Selected text:
━━━━━━━━
Well I did that because other code around DRAM does it, and IIRC it's said to
be the preferred way to do things in u-boot. Personally I've always felt like
this approach is a bit fragile, but when in Rome, do as the Romans do.
It doesn't really cause problems in practice.
> I started to get away from them, for the reasons please check the commit
> messages from one of those patches:
> https://source.denx.de/u-boot/u-boot/-/commit/0453a1d9bb15ee30e8b4b89b4936982dbb44d71d
I pretty much agree with all the points raised in the message.
> So can we replace this with something like
> #define SUNXI_NSI_MODE_REG 0x10
Sure thing.
> And, squinting from a distance, the A523 code looks like using the same
> per-device MMIO frame, with registers at 0x14 and 0x18 being written,
> with a distance of 0x200 between the devices. So maybe put this
> somewhere where the offsets can be shared between the SoCs?
Ah that's what I suspected, without actually looking at the hardware.
So the port registers are likely the same, but I guess the list of ports
is different, so that would need to stay a133-specific.
━━━━━━━━
Entries:
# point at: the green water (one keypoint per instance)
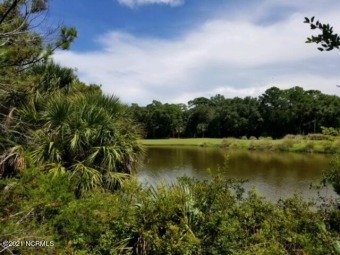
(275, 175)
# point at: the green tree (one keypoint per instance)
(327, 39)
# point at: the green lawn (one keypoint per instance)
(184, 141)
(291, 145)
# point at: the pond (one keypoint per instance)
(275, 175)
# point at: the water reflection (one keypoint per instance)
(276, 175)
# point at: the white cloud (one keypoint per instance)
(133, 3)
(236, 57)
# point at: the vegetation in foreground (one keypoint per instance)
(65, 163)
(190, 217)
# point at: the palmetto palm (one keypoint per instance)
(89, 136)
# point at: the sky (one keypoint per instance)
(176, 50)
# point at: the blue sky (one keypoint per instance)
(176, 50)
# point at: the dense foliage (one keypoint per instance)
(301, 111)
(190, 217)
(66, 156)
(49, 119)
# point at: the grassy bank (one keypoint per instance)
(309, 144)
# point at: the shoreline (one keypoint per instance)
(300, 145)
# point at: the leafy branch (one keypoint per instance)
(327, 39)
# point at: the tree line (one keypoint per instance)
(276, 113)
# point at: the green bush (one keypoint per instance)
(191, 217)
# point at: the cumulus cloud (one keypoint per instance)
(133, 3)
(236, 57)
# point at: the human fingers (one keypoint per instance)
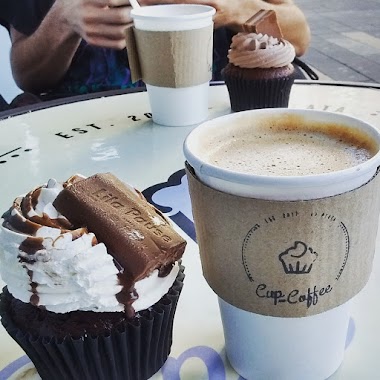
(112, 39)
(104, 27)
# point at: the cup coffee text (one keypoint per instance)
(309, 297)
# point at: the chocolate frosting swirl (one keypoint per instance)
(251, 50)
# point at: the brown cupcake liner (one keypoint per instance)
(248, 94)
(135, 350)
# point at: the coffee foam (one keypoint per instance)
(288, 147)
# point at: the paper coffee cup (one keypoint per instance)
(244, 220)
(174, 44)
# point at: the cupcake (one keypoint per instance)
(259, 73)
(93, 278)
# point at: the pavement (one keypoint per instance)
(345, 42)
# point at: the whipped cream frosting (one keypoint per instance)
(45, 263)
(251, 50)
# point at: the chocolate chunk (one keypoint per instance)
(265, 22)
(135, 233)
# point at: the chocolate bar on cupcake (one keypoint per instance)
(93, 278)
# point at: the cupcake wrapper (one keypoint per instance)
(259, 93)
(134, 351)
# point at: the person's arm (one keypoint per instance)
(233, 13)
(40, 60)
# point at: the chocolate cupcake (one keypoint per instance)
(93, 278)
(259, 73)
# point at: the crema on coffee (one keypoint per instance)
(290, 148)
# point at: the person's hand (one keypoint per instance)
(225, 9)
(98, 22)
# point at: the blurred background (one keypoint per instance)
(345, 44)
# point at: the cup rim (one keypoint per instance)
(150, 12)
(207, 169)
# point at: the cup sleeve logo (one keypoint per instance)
━━━━━━━━
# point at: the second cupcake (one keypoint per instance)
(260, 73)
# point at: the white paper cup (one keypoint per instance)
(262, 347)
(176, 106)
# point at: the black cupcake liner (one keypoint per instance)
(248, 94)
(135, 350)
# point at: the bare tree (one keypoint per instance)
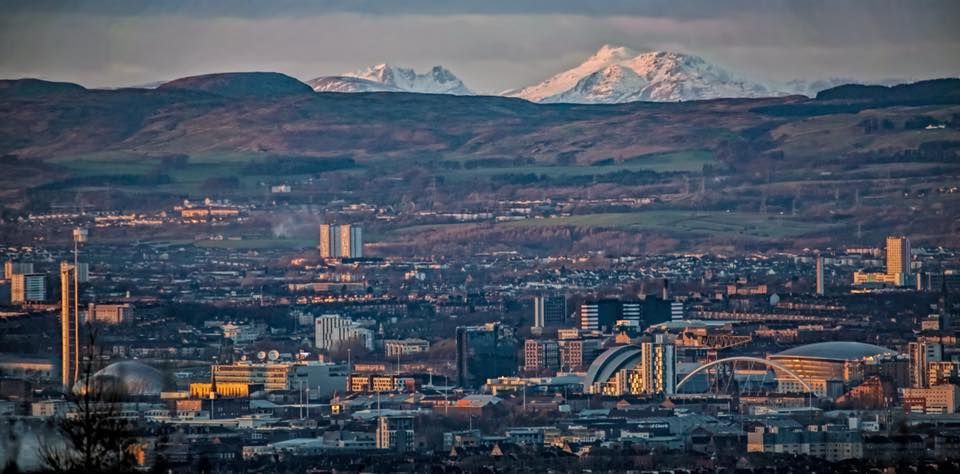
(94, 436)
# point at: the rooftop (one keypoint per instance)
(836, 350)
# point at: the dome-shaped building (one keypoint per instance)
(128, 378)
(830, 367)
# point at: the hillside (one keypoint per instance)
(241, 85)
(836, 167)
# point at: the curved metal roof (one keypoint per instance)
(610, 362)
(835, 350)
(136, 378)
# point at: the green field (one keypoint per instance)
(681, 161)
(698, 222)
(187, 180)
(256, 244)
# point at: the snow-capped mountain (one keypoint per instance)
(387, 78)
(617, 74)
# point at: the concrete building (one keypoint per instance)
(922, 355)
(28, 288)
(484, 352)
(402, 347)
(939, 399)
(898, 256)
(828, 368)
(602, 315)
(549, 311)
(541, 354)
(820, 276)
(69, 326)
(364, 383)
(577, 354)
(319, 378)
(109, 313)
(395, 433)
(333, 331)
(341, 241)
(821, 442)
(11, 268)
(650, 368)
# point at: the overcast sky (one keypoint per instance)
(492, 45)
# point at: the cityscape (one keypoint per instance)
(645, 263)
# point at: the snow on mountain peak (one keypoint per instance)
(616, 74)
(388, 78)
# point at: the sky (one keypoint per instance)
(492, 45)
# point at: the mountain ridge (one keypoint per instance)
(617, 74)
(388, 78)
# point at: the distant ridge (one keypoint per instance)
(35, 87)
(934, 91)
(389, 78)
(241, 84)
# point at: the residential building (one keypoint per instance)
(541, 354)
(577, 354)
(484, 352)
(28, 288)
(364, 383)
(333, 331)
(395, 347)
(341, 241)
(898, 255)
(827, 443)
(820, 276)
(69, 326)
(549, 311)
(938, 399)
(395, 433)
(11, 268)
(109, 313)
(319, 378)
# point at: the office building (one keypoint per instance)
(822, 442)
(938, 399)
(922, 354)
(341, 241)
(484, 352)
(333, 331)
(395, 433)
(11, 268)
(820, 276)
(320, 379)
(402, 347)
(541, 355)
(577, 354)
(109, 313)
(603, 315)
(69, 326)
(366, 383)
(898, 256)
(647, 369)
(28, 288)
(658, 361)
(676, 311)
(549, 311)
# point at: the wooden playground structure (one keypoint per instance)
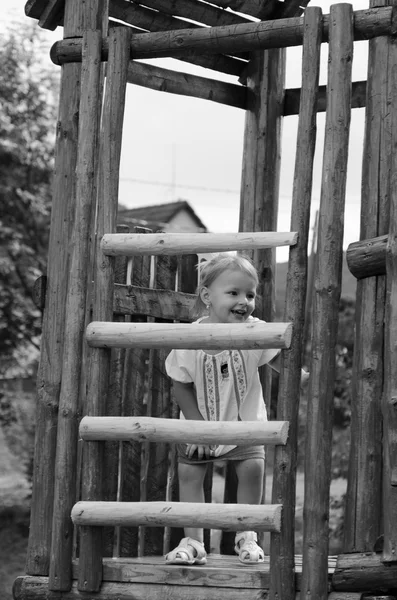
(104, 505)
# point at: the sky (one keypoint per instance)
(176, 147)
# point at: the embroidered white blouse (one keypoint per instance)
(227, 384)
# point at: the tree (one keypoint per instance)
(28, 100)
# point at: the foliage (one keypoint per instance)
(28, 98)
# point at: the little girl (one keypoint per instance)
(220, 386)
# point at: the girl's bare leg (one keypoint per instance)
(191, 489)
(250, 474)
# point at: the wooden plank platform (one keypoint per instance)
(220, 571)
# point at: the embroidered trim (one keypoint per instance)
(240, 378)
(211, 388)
━━━━━━━━
Set tasks:
A. Answer these questions from the u-boot reply. Put each answer on its own line, marked the same way.
(i) What #define line is suggested as a replacement?
(ii) Which register offsets seem to be written in the A523 code?
(iii) What would need to stay a133-specific?
B. Rewrite the u-boot reply from "Well I did that" up to and including "in the message.", putting "brittle" in place of "fragile".

Expected answers:
A.
(i) #define SUNXI_NSI_MODE_REG 0x10
(ii) 0x14 and 0x18
(iii) The list of ports

B.
Well I did that because other code around DRAM does it, and IIRC it's said to
be the preferred way to do things in u-boot. Personally I've always felt like
this approach is a bit brittle, but when in Rome, do as the Romans do.
It doesn't really cause problems in practice.
> I started to get away from them, for the reasons please check the commit
> messages from one of those patches:
> https://source.denx.de/u-boot/u-boot/-/commit/0453a1d9bb15ee30e8b4b89b4936982dbb44d71d
I pretty much agree with all the points raised in the message.